▶ AIM OF THE EXERCISE: Check each line of the entries for "plank" and report the ones that have it.

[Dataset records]
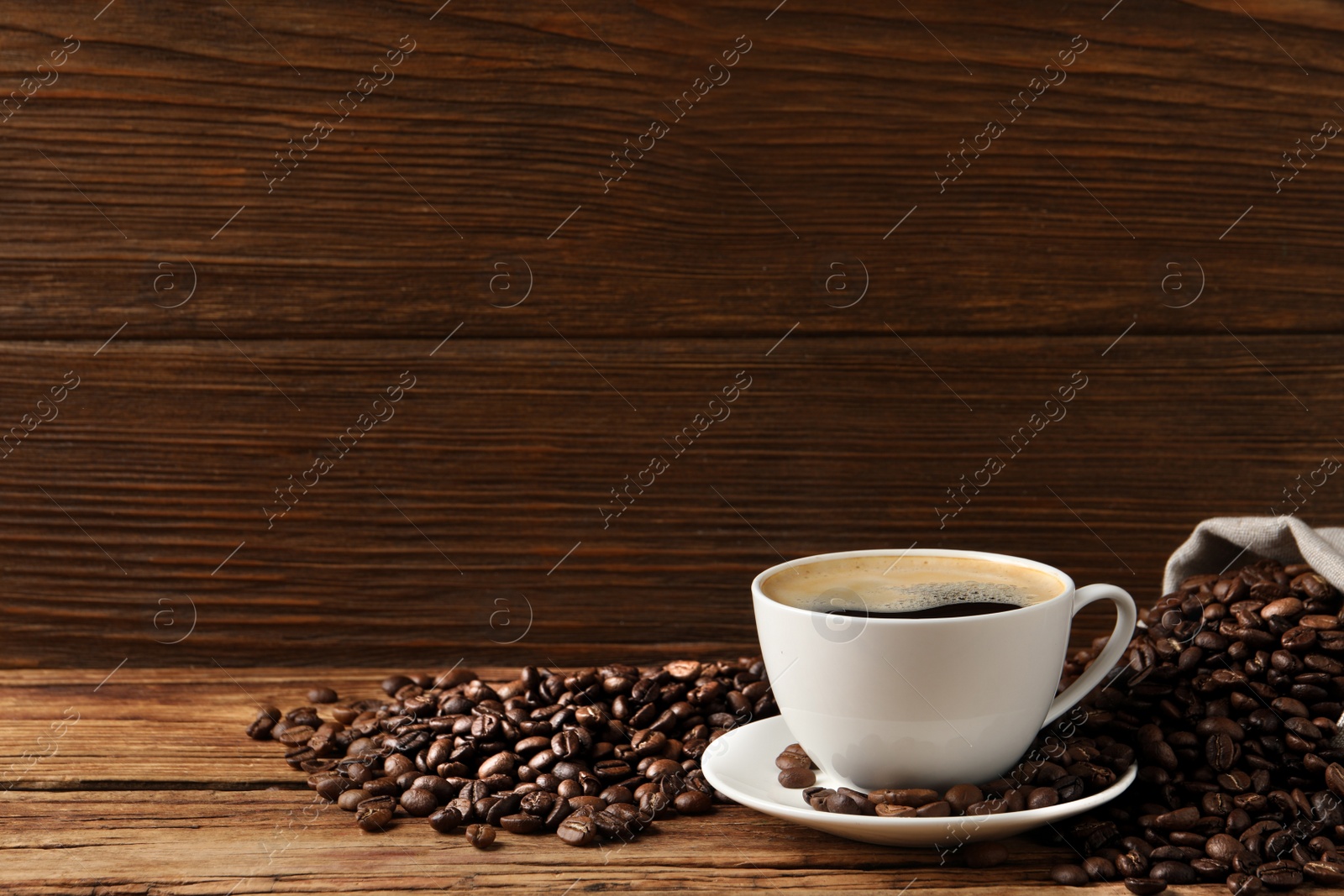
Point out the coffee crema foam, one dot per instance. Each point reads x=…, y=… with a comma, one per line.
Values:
x=894, y=584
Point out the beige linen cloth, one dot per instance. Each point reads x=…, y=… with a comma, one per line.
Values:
x=1222, y=542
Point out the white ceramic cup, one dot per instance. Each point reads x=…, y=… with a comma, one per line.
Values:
x=927, y=703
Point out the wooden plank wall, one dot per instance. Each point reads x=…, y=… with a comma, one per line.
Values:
x=213, y=317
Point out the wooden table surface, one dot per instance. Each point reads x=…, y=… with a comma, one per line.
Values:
x=795, y=226
x=217, y=296
x=156, y=790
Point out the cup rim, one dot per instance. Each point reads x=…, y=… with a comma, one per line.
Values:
x=1008, y=559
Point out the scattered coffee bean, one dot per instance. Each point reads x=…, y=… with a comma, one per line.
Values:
x=374, y=815
x=447, y=820
x=577, y=832
x=480, y=836
x=617, y=741
x=1229, y=698
x=1099, y=868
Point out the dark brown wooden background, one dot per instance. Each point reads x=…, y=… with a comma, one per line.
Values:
x=121, y=176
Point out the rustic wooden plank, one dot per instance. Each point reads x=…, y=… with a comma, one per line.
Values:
x=155, y=789
x=468, y=506
x=268, y=841
x=497, y=125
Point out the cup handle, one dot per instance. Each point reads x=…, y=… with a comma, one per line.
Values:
x=1126, y=618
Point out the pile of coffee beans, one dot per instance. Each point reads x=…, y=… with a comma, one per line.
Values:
x=596, y=754
x=1085, y=766
x=1231, y=699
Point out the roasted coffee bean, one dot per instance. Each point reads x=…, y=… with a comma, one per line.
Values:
x=792, y=757
x=1173, y=872
x=984, y=855
x=797, y=778
x=521, y=824
x=1280, y=875
x=445, y=820
x=480, y=836
x=963, y=795
x=351, y=799
x=1210, y=868
x=1097, y=867
x=1042, y=797
x=420, y=802
x=1070, y=788
x=1222, y=846
x=577, y=832
x=937, y=809
x=904, y=797
x=1132, y=864
x=374, y=815
x=1068, y=875
x=889, y=810
x=1324, y=872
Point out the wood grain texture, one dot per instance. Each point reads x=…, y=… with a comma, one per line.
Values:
x=1164, y=130
x=201, y=815
x=484, y=493
x=790, y=223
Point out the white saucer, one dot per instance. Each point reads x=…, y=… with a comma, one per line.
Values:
x=741, y=766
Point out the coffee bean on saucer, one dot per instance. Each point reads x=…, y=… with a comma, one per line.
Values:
x=1042, y=797
x=961, y=795
x=904, y=797
x=985, y=855
x=797, y=778
x=793, y=757
x=1068, y=875
x=938, y=809
x=887, y=810
x=480, y=836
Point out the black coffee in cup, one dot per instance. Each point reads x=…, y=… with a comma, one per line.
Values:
x=916, y=587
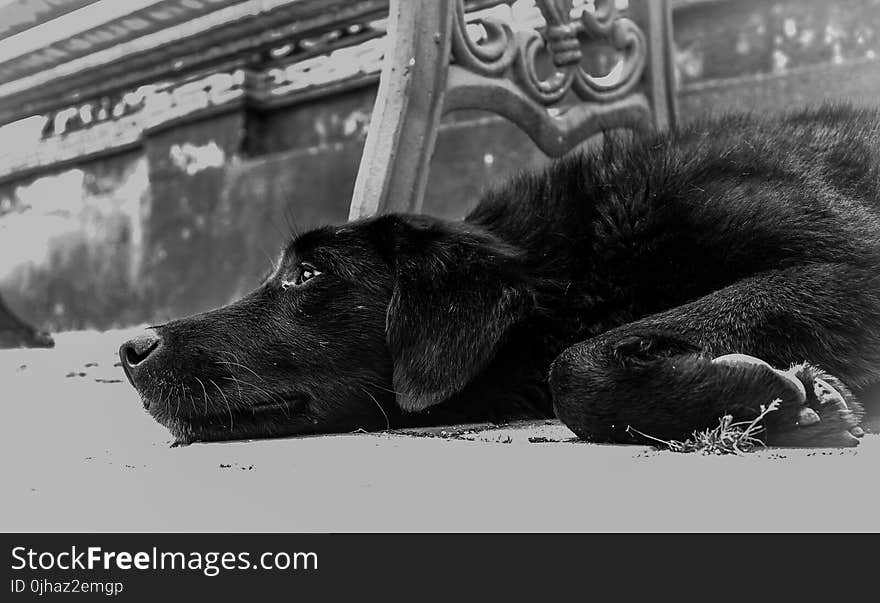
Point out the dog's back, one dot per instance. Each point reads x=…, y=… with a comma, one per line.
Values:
x=669, y=281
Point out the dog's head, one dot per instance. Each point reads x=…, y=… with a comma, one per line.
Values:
x=355, y=325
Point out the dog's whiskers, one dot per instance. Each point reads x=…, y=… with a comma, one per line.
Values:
x=382, y=410
x=266, y=395
x=226, y=401
x=204, y=391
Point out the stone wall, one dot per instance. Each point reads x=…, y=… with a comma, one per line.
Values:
x=193, y=216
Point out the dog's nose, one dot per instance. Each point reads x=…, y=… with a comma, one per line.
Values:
x=135, y=351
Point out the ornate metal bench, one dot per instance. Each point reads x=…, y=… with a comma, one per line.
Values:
x=433, y=66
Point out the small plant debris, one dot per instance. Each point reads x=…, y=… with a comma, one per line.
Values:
x=727, y=438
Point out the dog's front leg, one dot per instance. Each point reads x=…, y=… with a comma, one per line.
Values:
x=662, y=375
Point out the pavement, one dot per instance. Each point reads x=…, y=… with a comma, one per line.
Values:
x=80, y=454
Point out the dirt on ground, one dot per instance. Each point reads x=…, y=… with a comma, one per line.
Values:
x=80, y=454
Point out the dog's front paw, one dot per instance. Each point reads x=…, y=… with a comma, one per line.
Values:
x=829, y=415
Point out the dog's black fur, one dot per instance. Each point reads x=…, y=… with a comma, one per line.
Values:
x=599, y=290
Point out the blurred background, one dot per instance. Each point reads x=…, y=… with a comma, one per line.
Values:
x=155, y=154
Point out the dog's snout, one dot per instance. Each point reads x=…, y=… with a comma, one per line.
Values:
x=135, y=352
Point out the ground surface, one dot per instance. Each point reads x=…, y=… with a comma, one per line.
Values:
x=79, y=454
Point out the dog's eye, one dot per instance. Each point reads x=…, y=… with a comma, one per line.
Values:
x=304, y=272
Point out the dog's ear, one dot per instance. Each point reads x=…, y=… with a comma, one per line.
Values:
x=455, y=298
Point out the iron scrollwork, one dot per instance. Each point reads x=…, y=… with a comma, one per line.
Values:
x=502, y=71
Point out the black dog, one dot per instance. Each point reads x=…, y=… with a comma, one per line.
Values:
x=602, y=291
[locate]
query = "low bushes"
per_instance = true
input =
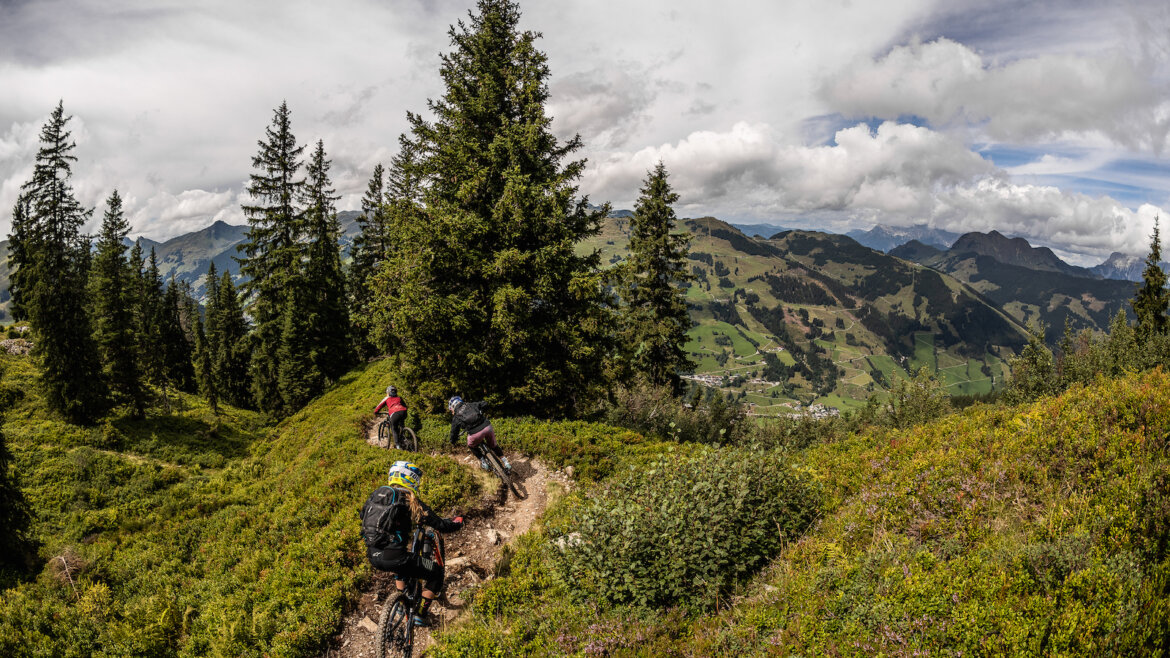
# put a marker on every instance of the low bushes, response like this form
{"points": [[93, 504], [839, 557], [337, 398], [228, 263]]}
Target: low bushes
{"points": [[685, 530]]}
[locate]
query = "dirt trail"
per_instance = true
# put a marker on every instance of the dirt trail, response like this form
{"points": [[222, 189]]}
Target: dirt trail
{"points": [[472, 554]]}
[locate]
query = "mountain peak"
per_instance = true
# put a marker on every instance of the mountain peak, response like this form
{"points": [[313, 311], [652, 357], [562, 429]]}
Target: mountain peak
{"points": [[1016, 251]]}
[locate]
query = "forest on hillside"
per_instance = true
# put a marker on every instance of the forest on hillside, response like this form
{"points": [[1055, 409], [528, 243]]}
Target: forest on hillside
{"points": [[183, 479]]}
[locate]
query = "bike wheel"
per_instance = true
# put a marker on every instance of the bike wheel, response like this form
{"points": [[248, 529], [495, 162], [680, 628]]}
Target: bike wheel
{"points": [[394, 629], [502, 473]]}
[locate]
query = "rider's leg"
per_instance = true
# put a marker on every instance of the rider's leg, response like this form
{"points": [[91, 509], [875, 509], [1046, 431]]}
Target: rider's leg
{"points": [[397, 422], [490, 439]]}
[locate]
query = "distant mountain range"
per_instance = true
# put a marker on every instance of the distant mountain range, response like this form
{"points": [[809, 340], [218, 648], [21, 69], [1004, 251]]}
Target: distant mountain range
{"points": [[885, 238], [1029, 282]]}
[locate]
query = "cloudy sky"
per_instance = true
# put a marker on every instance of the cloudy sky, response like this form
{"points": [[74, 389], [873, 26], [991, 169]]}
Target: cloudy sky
{"points": [[1047, 120]]}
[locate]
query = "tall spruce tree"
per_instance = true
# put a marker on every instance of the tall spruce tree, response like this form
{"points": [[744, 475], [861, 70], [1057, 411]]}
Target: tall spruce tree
{"points": [[366, 255], [152, 314], [177, 349], [654, 319], [233, 348], [1153, 300], [52, 288], [483, 293], [298, 377], [20, 240], [112, 286], [327, 314], [273, 252]]}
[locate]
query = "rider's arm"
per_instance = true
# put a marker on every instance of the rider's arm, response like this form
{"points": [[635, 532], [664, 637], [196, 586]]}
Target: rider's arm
{"points": [[438, 522], [454, 430]]}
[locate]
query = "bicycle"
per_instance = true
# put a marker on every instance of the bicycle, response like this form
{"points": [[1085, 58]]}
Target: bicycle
{"points": [[386, 436], [396, 626], [481, 452]]}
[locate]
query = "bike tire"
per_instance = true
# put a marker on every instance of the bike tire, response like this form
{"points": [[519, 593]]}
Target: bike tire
{"points": [[502, 473], [410, 439], [392, 641]]}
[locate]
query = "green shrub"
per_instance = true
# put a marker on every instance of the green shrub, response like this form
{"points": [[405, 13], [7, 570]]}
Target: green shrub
{"points": [[685, 530]]}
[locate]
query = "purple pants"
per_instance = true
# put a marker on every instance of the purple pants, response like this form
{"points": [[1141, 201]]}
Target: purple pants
{"points": [[484, 434]]}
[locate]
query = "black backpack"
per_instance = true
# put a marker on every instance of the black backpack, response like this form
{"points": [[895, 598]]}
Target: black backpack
{"points": [[384, 516], [468, 415]]}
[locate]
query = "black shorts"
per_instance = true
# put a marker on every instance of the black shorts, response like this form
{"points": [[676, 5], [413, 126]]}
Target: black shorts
{"points": [[413, 566]]}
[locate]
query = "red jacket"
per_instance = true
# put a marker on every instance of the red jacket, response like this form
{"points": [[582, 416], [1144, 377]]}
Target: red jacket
{"points": [[392, 404]]}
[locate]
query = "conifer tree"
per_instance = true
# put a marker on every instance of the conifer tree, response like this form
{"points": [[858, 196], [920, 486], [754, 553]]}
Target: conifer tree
{"points": [[54, 256], [229, 362], [178, 368], [272, 253], [298, 377], [152, 314], [112, 286], [1151, 300], [20, 242], [367, 254], [204, 367], [483, 293], [654, 308], [328, 317]]}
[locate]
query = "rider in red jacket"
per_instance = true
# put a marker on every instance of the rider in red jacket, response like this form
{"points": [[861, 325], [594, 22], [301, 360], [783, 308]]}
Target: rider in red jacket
{"points": [[397, 410]]}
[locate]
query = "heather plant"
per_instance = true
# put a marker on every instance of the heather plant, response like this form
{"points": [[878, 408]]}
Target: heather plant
{"points": [[683, 532]]}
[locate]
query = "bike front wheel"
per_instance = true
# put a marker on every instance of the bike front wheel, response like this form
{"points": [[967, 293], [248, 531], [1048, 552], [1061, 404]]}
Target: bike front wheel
{"points": [[394, 629]]}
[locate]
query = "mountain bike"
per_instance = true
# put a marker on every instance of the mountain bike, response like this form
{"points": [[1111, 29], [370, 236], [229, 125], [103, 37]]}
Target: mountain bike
{"points": [[396, 628], [482, 452], [386, 437]]}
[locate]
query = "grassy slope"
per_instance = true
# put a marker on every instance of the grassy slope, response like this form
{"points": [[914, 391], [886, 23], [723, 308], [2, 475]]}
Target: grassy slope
{"points": [[1036, 529], [199, 540]]}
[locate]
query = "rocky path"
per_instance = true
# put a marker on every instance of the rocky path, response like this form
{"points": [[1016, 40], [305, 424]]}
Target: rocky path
{"points": [[472, 554]]}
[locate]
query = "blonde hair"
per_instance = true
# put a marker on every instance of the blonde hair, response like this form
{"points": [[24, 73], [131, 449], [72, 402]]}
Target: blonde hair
{"points": [[415, 506]]}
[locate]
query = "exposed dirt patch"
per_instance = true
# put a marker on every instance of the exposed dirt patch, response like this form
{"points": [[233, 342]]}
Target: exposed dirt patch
{"points": [[472, 554]]}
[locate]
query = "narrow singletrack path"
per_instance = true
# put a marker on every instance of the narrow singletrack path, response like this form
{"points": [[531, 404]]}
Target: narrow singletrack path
{"points": [[472, 554]]}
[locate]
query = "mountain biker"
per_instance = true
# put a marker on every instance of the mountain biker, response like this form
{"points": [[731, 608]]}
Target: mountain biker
{"points": [[397, 410], [468, 417], [396, 556]]}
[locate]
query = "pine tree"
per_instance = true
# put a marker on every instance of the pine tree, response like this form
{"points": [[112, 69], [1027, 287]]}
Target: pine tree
{"points": [[52, 288], [483, 290], [1151, 300], [178, 368], [204, 367], [298, 377], [367, 254], [20, 248], [327, 314], [272, 253], [232, 355], [112, 285], [152, 314], [654, 308]]}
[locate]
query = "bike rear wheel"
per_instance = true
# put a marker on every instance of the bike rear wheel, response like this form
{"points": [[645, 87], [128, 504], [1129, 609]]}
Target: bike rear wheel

▶ EXERCISE SOLUTION:
Point out the wooden plank wall, one dot per instance. Each point reads x=…, y=… with a comma, one per line.
Point out the rustic wooden plank, one dot per instance. Each point reads x=…, y=… with a comma, one per line.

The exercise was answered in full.